▶ [Dataset excerpts]
══════════

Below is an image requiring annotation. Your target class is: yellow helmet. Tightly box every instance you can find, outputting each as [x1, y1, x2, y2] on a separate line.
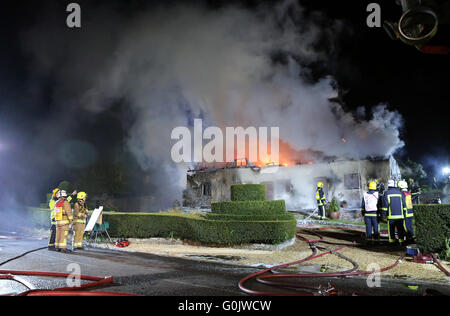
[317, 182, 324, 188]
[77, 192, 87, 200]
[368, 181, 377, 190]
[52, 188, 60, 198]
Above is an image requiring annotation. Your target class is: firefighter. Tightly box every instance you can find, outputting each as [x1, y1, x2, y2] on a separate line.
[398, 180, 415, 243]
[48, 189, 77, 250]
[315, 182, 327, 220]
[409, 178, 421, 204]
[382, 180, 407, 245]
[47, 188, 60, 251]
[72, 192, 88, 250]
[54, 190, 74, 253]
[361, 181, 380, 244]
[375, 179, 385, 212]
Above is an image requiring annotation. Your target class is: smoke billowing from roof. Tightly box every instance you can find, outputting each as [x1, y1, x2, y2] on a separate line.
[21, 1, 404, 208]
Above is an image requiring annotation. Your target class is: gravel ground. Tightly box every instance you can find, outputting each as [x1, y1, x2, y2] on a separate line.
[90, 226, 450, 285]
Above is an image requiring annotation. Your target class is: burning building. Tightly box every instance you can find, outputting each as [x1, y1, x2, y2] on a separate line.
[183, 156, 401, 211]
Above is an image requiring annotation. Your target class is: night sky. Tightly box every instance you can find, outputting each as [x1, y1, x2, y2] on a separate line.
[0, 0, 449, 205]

══════════

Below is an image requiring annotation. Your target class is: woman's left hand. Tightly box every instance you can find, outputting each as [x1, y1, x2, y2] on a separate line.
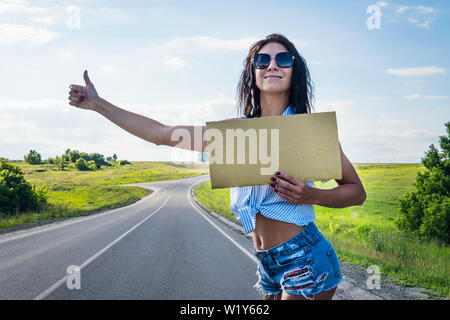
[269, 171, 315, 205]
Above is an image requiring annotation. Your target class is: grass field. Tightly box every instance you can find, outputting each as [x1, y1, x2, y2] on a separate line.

══════════

Looking above, find the stretch of lines that opens with the one holding "class is: woman's" and closes with the one holding "class is: grass". Copy it exactly, pictures excluded.

Below is an image requiring annotation. Your target class is: woman's left hand. Tightly box every instance you can find, outputting each as [x1, y1, x2, y2] on a separate line.
[269, 171, 315, 205]
Above is an image requiring annotation. Your target class is: grass field. Tightly box every instance you can find, outputting each as [x1, y1, x2, y2] on a separate line.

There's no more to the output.